Obiettivo: Prosegui il testo sulla Chiesa di San Rocco a Ostra, riprendendo subito dopo la sua ultima frase.

+++ Brano fornito

Ostra: la Chiesa di San Rocco

Updated: Jun 16, 2021

Una delle chiese più sfarzose delle Marche, quella di S. Rocco a Ostra (AN), che ha subito una lunga evoluzione, ma mantiene l’indissolibile legame con le sue origini barocche.




Imponente la presenza di opere emanufatti artistici e artiginali di pregio, che ricalcano la storia semimillenaria dell’edificio sacro.

L'edificio sacro doveva essere un'offerta per placare l'ira di Dio ed attirare la sua benevolenza. La proposta fu approvata all'unanimità e la Chiesa fu costruita con tutto il concorso della cittadinanza e dedicata a San Rocco, quale protettore degli appestati.

Quale fosse l'aspetto originario esterno della Chiesa ci viene testimoniato da un quadro esposto nella sala del consiglio comunale datato 1658. Il quadro, opera di Francesco Carsidoni, raffigura la Vergine Maria con accanto San Gaudenzio il quale offre a Montalboddo la sua protezione. Il paese è raffigurato secondo l'urbanistica dell'epoca ed è ben visibile la Chiesa di San Rocco con il timpano e l'ingresso rivolto verso la Piazza.


Non appena si entra nella Chiesa composta da un' unica navata l'occhio del visitatore è colpito dalla ricchezza delle decorazioni. Lo stile architettonico ed artistico vigente durante gli anni della sua costruzione era lo stile Barocco. Stile che segue il Rinascimento (nato in Italia inizio 400). Le forme architettoniche tra le due correnti sono le stesse: colonne, pilastri, cornicioni, trabeazioni, modanature elementi “presi in prestito” dalle rovine classiche.


Lo sfarzo e l’ostentazione di stucchi bianchi e dorati ed altre forme di decoro, avevano il consapevole scopo di evocare una visione di gloria celeste.

++++++
+++ Dati forniti

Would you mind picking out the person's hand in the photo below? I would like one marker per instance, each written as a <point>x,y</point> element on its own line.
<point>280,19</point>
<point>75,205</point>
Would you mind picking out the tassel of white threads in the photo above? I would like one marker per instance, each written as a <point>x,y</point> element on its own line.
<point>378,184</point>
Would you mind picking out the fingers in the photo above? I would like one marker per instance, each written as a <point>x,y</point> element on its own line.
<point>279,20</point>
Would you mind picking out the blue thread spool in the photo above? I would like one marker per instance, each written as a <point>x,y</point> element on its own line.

++++++

Esercizio svolto:
Architetti, scultori pittori e artigiani furono chiamati per realizzare in questa chiesa una “mostra d’arte” capace di travolgere con lo splendore e di attirare e persuadere non solo l’analfabeta ed istruirlo con le parole di Dio, come fecero durante il periodo Gotico, ma anche lo scettico che questa volta aveva “letto troppo”.


In questi interni non contano tanto i singoli particolari o dettagli quanto l’effetto di insieme. Bisogna immaginare la fusione delle arti, lo sfarzo e la bellezza dorata della gloria dei cieli (per convertire), le luci soffuse delle candele il suono d’organo e il profumo d’incenso.


Le nicchie che accolgono l'altare maggiore e i due altari laterali sono interamente decorate di stucchi con particolari in oro zecchino. Ogni altare si esprime con grande quantità di motivi decorativi, che esaltano le linee architettoniche. Le ghirlande e i grappoli delimitano le lesene, da cui parte la volta dell'arco a tutto sesto. Ogni Altare è sormontato dallo stemma della famiglia gentilizia committente ovvero Gherardi, Rossi e Persichelli.


Nel 1545 il comune diede l'incarico a Suor Alessandra di Rocca Contrada (Arcevia) di fondare un monastero delle suore di clausura di Santa Chiara, dette del buon Gesù, sul luogo dov'era la rocca o cassero di fondare un monastero. Il monastero in base alla documentazione storica pervenuta era un edificio molto ampio dotato delle caratteristiche tipiche di un luogo destinato ad accogliere una comunità religiosa, le cui severe regole imponevano una rigida clausura.


Il complesso edificato su due piani con un doppio loggiato ad est era in parte proteso verso il centro abitato e in parte circondato dalle mura di Ostra.


La distribuzione interna degli spazi era studiata in modo da rispettare il silenzio e l'intimità. L'ala dove si trovava l'ingresso doveva ospitare gli spazi destinati alle relazioni con l'esterno: la portineria e la foresteria. La prima rappresentava il luogo dove le monache offrivano il loro aiuto: lo strumento inoltre che consentiva da comunicazione era la "ruota" un supporto in legno girevole comunicante tra i due locali.


La foresteria invece serviva per accogliere quanti desiderassero condividere l'esperienza della preghiera e della vita contemplativa. La parte centrale dell'edificio affacciata sull'amplio orto (attuale Via del Teatro) alloggiava i locali proposti alle attività domestiche quali la cucina e il refettorio separati dal chiostro da un lungo e ampio corridoio.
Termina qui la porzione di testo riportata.